◆ Records supplied
══════════════════════════════
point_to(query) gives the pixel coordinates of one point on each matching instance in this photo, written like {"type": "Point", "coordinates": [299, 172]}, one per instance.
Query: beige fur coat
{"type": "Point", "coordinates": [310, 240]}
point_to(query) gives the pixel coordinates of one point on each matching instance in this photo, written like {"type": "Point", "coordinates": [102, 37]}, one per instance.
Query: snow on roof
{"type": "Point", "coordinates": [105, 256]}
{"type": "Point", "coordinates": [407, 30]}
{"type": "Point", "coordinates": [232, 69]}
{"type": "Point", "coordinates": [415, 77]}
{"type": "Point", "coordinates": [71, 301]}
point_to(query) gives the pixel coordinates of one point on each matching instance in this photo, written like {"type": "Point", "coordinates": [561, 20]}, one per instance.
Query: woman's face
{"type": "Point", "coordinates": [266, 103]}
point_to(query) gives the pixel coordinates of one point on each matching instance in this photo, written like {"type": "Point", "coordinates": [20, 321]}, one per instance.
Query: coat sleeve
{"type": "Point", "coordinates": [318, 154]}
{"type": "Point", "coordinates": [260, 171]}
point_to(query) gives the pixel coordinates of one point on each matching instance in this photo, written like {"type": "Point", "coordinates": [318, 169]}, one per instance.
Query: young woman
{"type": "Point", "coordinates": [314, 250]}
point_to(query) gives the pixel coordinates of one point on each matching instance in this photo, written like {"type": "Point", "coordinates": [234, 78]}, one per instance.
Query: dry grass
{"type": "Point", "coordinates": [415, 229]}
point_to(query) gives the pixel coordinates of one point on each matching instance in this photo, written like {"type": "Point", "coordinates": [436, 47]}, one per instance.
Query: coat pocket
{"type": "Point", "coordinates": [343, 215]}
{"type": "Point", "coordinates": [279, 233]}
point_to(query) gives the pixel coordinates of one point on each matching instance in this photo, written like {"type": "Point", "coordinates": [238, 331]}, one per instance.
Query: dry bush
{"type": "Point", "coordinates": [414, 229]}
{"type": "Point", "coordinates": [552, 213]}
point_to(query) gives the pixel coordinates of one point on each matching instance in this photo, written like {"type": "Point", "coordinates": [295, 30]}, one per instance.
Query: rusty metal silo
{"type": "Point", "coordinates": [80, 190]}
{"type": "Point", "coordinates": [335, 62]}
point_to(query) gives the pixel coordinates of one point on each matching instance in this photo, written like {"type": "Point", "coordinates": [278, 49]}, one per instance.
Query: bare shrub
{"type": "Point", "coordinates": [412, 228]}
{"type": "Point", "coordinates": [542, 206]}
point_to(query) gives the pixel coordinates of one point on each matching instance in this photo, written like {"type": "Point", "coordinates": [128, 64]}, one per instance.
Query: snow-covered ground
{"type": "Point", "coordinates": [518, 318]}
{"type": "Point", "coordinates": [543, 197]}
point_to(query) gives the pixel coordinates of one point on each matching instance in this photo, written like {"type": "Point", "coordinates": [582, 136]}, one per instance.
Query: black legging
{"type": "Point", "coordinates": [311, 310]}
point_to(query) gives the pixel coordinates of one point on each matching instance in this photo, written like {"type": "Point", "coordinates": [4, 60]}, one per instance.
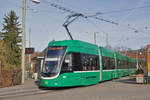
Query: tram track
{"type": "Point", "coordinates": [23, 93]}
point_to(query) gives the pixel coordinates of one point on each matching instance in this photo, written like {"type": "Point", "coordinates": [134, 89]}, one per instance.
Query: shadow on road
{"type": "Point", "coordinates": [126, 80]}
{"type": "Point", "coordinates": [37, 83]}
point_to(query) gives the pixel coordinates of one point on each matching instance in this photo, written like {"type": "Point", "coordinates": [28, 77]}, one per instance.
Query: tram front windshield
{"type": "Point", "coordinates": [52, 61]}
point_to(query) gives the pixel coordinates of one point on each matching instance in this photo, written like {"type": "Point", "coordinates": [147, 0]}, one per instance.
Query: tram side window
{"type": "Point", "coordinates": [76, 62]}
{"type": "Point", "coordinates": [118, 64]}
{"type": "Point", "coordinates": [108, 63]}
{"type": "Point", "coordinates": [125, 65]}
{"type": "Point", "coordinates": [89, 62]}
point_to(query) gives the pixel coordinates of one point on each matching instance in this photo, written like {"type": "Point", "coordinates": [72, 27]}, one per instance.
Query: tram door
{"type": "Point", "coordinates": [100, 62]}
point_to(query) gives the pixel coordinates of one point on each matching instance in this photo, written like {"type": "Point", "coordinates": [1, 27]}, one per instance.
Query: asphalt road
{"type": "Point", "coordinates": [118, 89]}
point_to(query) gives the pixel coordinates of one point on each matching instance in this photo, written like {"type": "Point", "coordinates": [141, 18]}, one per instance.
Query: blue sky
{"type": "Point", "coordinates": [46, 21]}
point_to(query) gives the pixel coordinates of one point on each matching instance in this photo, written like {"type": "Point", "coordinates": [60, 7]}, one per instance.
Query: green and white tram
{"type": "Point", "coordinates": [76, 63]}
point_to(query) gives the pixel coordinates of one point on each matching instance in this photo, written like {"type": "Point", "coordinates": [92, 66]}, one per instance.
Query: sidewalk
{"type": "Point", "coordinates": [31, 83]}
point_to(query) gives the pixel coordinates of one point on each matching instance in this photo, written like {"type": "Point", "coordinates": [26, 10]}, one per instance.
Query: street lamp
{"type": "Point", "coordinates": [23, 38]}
══════════════════════════════
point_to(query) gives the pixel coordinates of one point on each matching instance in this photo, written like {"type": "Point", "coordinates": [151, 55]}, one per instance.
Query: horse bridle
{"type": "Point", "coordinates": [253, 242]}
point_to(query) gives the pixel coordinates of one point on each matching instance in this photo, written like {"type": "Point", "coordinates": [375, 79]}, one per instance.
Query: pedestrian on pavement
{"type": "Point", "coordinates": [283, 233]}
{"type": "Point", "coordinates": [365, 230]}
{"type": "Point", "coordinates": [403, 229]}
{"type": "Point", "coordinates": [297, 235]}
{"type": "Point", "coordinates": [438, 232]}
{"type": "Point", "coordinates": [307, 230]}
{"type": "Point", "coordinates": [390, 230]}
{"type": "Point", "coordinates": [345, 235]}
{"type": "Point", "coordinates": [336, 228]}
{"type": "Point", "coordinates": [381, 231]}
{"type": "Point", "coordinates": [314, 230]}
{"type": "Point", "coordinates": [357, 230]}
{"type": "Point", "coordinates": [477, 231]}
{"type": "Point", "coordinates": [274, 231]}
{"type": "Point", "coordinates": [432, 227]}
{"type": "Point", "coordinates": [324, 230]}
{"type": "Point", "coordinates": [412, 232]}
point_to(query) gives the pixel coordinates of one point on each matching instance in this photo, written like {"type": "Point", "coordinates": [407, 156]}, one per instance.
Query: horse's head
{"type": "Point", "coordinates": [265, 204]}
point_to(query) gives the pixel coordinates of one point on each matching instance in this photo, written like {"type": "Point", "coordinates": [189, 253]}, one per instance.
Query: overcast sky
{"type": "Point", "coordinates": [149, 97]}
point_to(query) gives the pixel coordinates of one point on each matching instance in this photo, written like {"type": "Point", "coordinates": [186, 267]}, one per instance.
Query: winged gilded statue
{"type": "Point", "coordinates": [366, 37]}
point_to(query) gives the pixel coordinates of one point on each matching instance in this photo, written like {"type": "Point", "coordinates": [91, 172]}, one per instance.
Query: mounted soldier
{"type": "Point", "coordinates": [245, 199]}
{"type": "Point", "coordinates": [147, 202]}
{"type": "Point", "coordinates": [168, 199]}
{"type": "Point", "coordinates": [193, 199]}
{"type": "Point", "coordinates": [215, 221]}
══════════════════════════════
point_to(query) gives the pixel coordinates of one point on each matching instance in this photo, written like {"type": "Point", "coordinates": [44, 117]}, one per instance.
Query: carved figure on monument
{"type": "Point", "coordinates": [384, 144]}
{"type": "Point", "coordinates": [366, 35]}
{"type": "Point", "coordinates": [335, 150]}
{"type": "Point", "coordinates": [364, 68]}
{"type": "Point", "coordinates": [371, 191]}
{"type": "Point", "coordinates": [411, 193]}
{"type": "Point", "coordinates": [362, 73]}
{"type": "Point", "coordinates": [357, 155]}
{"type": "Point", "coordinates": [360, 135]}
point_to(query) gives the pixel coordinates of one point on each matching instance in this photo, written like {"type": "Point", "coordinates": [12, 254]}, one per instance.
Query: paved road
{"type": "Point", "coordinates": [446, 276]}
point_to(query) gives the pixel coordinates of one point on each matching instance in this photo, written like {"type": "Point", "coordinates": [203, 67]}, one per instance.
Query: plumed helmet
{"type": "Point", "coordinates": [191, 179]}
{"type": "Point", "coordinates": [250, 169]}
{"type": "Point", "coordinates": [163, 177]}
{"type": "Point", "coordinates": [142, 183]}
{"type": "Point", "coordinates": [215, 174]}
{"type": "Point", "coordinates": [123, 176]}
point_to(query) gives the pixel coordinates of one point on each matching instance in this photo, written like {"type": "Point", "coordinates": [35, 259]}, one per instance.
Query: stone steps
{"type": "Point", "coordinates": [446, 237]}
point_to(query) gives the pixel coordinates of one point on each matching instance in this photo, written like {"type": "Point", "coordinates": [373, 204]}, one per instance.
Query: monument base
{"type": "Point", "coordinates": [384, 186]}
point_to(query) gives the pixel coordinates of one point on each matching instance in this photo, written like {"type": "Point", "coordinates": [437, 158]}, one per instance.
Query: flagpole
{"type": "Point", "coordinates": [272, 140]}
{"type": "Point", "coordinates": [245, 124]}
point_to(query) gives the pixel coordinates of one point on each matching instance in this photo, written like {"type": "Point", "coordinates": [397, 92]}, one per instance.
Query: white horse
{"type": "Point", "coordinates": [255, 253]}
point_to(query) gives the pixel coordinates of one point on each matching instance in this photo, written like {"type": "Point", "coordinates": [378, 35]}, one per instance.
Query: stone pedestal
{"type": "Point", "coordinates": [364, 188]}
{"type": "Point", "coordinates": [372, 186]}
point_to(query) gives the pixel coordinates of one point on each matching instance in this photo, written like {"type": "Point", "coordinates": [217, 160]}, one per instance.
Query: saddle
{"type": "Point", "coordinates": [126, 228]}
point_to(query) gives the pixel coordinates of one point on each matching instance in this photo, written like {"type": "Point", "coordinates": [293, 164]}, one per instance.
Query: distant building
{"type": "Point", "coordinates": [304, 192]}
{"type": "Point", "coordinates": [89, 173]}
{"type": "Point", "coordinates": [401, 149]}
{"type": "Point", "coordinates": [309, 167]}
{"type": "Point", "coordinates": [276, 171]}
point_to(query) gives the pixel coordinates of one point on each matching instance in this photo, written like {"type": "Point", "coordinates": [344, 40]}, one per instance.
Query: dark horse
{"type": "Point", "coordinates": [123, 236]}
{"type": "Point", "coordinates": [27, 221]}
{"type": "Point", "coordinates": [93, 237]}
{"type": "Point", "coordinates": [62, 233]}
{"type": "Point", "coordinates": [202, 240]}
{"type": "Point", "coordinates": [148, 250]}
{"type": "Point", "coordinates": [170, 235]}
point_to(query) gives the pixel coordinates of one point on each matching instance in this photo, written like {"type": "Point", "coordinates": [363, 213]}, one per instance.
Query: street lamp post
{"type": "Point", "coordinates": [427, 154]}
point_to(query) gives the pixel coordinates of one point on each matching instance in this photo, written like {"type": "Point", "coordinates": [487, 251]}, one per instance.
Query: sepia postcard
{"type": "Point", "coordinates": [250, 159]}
══════════════════════════════
Count the lines above that contain the string "horse", and reply with that number alone.

◆ Exercise answer
4